* START EXCERPTED PASSAGE *
As a matter of fact I have before me an extract from the report of the Petroleum Industry War Council to the United States government, which was made quite lately, and perhaps I may put a few items before the minister. Here are some figures on the oil supply:
Maximum Minimum Surplus (S)Year efficient essential orcapacity demands deficit (D)1943.... ... 4,421,500 4,100,000 S 321,5001944.... ,.. 4,212,000 4,400,000 D 188,0001945..., ... 4,022,500 4,400,000 D 387,500
About eighty-five per cent of our requirements. If it is the fact that the United States is facing growing deficits in the production of petroleum in that country, even although we are increasing our own output, with our tremendous usage of oil in this country, and the difficulties of transportation, obtaining tankers and so on, we seem to be skating on pretty thin ice from that standpoint. -
While I am on my feet there is another question which I should like to put to the minister. Are we sufficiently well informed to be able to decide that petroleum is so much better than alcohol? What do we know about it? How long an experience have we had in this matter? I have before me a question and an answer given before the Gillette committee in the United States on January 6, 1943. The counsel for the committee, Mr. Hadlick, put this question to Mr. Brown, who is assistant deputy petroleum administrator, office of petroleum administrator for war, and formerly director in charge of research and development activities, and patent activities of the Standard Oil company of Indiana:
You perhaps are not familiar with it, but there was considerable testimony, as the chairman will recall, as to the allocation of the funds in January of 1942 to the petroleum companies, and at that time no consideration was given to the method of producing butadiene from alcohol, which was considered in the chemical knowledge of the day as a practical, feasible method of making it, and we are interested particularly in having you confirm that at that time, aside from the small amount that Phillips was making-
That is the Phillips Petroleum company.
* END EXCERPTED PASSAGE *
INSTRUCTION A:
In the debate excerpt on petroleum and alcohol, on what date was the question put to Mr. Brown before the Gillette committee?
* START AVAILABLE RECORDS *
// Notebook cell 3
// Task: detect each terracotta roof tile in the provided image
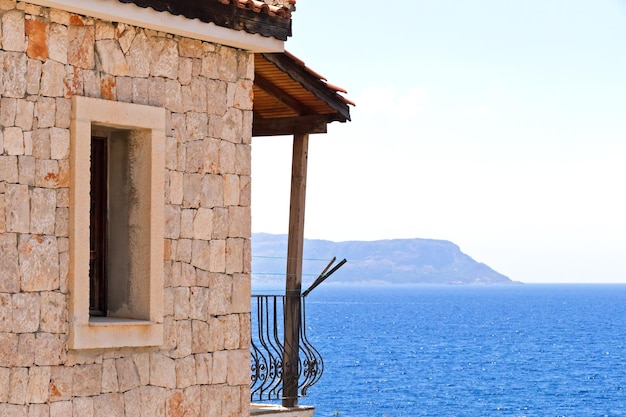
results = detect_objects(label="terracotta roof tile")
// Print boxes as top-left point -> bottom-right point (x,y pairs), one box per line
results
* END AVAILABLE RECORDS *
INSTRUCTION B:
Repeat every line of the listing above word for word, leaving out the picture.

FULL ANSWER A:
January 6, 1943.

FULL ANSWER B:
// Notebook cell 3
// Task: detect each terracotta roof tile in the provided image
results = detect_objects(label="terracotta roof tile")
// Print boxes as top-left point -> bottom-right point (x,y pairs), one box per line
results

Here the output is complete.